Complex Data Exercise

Author

Cassia Roth

Published

April 11, 2024

This exercise is designed to give you practice with exploring text datasets (a complex data type). We will load, process, and engage in some discriptive/exploratory analysis of the data.

This dataset, titled Sherlock, is a package that includes text from the Sherlock Holmes book series by Sir Arthur Conan Doyle. All 48 texts are in the public domain. Information regarding copyright laws is available here.

I found this dataset through Emil Hvitfeldt’s R-text-data compilation repository. I also am using Paul Vanderlaken’s website as guidance.

First, we will install and load the dataset.

#suppressing log messages
#| message: false
#| warning: false
#| include: false

#installing dataset and other needed packages
devtools::install_github("EmilHvitfeldt/sherlock")

Skipping install of 'sherlock' from a github remote, the SHA1 (38584034) has not changed since last install.
  Use `force = TRUE` to force installation

#loading dataset and other necessary packages
library(sherlock)
library(tidytext)

> [What you will do]:
Write out the part of the Sherlock dataset exercise above, starting with "April 11, 2024" and going on through "website as guidance.".

> [Material supplied]:
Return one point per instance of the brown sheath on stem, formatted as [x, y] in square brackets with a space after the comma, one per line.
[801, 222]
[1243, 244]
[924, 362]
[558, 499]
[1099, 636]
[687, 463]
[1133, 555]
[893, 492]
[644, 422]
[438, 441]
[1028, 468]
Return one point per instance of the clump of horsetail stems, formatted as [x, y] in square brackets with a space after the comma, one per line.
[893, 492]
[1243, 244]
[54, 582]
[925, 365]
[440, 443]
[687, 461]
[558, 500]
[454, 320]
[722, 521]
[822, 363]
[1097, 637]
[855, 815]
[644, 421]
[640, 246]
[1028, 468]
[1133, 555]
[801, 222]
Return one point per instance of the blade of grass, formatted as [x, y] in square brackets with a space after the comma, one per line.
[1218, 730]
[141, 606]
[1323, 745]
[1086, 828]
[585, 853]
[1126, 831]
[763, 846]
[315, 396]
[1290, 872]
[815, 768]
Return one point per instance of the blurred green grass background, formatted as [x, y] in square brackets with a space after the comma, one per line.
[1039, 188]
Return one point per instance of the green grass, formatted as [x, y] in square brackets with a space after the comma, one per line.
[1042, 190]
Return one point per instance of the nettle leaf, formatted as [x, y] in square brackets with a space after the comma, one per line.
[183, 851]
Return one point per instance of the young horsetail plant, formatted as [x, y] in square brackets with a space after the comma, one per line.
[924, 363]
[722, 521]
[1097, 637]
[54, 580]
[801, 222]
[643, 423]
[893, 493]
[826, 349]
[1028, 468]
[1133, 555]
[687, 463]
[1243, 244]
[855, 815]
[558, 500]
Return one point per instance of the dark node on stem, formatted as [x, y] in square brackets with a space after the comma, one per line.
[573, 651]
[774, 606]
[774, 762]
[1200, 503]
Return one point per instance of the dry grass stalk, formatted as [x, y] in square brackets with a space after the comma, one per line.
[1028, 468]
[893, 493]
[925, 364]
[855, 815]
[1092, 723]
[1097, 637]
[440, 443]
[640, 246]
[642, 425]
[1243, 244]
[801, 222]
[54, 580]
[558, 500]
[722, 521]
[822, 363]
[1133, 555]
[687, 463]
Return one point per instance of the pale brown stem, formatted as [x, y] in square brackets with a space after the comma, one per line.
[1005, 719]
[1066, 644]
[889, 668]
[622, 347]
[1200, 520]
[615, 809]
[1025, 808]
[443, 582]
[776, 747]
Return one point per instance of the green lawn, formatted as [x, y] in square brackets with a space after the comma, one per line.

> [Result of this exercise]:
April 11, 2024

This exercise is designed to give you practice with exploring text datasets (a complex data type). We will load, process, and engage in some discriptive/exploratory analysis of the data.

This dataset, titled Sherlock, is a package that includes text from the Sherlock Holmes book series by Sir Arthur Conan Doyle. All 48 texts are in the public domain. Information regarding copyright laws is available here.

I found this dataset through Emil Hvitfeldt’s R-text-data compilation repository. I also am using Paul Vanderlaken’s website as guidance.